> **Task goal**:
Each entry here needs to be set down again exactly, please; pictures are left out.

- - - -

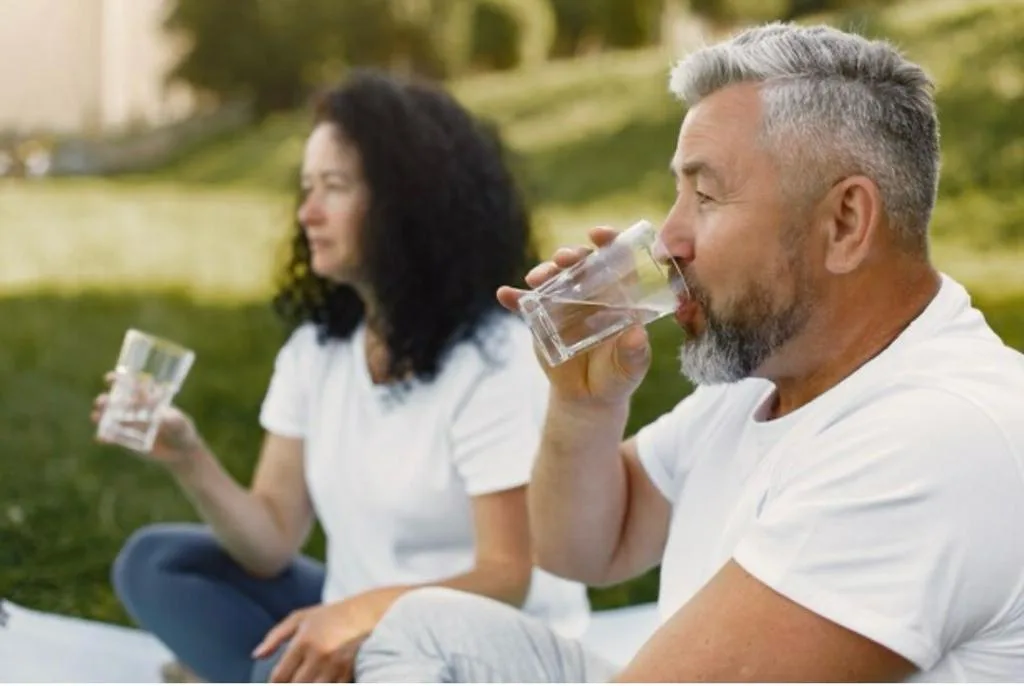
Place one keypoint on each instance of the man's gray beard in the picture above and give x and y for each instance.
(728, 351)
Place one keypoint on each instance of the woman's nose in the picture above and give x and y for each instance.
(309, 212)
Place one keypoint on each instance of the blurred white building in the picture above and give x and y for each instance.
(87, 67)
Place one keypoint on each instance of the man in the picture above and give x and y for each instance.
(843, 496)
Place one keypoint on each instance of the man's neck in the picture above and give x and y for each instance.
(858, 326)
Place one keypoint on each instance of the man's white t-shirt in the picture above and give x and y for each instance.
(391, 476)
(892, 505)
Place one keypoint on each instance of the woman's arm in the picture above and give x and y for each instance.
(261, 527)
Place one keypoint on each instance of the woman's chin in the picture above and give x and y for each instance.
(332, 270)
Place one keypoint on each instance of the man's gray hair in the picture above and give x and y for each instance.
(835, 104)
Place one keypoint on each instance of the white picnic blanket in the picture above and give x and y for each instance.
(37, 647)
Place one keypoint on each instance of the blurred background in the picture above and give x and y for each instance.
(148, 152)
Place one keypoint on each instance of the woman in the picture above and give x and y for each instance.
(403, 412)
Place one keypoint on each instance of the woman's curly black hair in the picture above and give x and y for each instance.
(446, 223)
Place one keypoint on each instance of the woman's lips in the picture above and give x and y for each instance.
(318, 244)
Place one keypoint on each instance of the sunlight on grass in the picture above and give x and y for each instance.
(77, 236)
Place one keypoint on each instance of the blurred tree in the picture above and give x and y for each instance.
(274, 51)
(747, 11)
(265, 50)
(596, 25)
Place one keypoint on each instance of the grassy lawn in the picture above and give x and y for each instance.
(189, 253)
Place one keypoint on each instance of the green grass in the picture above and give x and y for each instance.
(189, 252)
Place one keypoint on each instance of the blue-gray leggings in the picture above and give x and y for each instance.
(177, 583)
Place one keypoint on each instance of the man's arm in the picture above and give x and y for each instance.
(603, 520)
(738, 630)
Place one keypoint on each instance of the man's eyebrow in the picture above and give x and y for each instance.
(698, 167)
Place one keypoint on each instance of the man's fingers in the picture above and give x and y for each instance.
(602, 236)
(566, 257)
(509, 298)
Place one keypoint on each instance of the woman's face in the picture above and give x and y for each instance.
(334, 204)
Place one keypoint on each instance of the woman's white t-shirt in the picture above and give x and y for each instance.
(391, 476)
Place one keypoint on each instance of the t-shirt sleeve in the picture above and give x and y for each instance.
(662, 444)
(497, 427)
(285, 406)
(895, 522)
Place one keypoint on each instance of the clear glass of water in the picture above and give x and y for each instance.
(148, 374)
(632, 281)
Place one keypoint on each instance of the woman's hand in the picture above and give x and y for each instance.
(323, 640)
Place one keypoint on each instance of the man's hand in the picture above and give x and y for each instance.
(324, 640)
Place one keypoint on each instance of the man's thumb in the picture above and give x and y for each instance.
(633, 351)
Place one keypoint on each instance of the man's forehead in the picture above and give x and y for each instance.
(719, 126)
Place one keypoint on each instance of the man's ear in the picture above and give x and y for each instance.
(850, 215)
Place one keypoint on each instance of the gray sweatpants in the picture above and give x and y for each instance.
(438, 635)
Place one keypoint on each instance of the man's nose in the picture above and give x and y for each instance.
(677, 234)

- - - -

> **The completed task**:
Place one keypoint on each instance of the man's gray beard in the picture above and give x and y for each instance.
(728, 351)
Place one keypoint on each instance of the woman's nose in the picture above and give x and y for each instance.
(309, 212)
Place one keypoint on each instance of the blurred white building in the picture above and give x and y for each instance.
(87, 67)
Place one keypoint on each instance of the man in the picture above and give x and y for each instance.
(843, 496)
Place one keypoint on each instance of the man's neck in the picture above and give x and y for each instance.
(858, 326)
Place one keypoint on each instance of the man's white t-shirt in the picture above and give x and y for each instance.
(391, 476)
(892, 505)
Place one keypoint on each instance of the woman's arm in the picture above and give x and y for each instance.
(261, 527)
Place one keypoint on each instance of the woman's chin in the picture above and give x and y for each instance.
(332, 270)
Place one keypoint on each instance of the man's gray hair in the picture above and give x and y for each instance.
(835, 104)
Place one keypoint on each instance of the white picnic blanket in the picture above and give x and y for each instance.
(37, 647)
Place one keypoint on each instance of the blurred background in the picture above and give x and y for each instance.
(148, 152)
Place one keypoint on each instance of the woman in the picture above and give x and y for each instance.
(403, 412)
Place one keypoint on each instance of the woman's curly black hair in the picture above and give x and y for each instance.
(446, 223)
Place one keypoint on each instance of the woman's lips in the picture above and give x and y for each instance.
(318, 244)
Place one keypoint on each instance of the sunlight on grass in the picture above and give x and y for each instance.
(77, 236)
Place one keypoint on each instance of the blurred tree in the picture above and give x and y for each instance.
(274, 51)
(747, 11)
(265, 50)
(596, 25)
Place one keypoint on each instance of the grassy lawn in the picture above and give x and y for each instance.
(189, 253)
Place one keypoint on each instance of the green grass in the picture above and give x and y for each instance.
(189, 252)
Place one keypoint on each instance of the blue-gray leggings in the picture above and give x and y for each instance.
(177, 583)
Place one keypoint on each instance of the man's arm in the picture above and give x and y for each instance.
(603, 520)
(738, 630)
Place one keypoint on each instance of the man's eyebrow in the picture above and give x and y for each instance.
(698, 167)
Place one keypoint on each instance of the man's fingers in the picture above and give x and y for each instance.
(602, 236)
(566, 257)
(509, 298)
Place one keypoint on each instance of the woman's face in the picture above and give x and y for each instance.
(334, 204)
Place one keypoint on each instance of the woman's white t-shirt in the picture above and give x and y for each instance.
(391, 476)
Place one keypoint on each instance of the t-shirt sleeve in the picture above and give x and y for each instance.
(662, 444)
(497, 427)
(285, 406)
(895, 522)
Place one keypoint on each instance of the clear glass of water in the picture above and give x and y for each instance.
(148, 374)
(632, 281)
Place one keypoint on each instance of the woman's hand in the picture above and give x and y for each instance.
(323, 640)
Place one keypoint on each instance of the man's hand in the picture above and give x and y for each instance.
(324, 640)
Place one keypoint on each instance of the man's thumb in the picture above and give x and y for each instance.
(633, 351)
Place one keypoint on each instance of the man's forehead in the picture above and give x and y for each instance.
(719, 126)
Place one keypoint on each instance of the man's ear in the picture above and give x and y for each instance.
(850, 215)
Place one keypoint on each instance of the gray sweatpants in the picture above and give x and y for each instance.
(438, 635)
Place one keypoint on each instance of the man's nose in the picture above and give x and y for each instance.
(677, 234)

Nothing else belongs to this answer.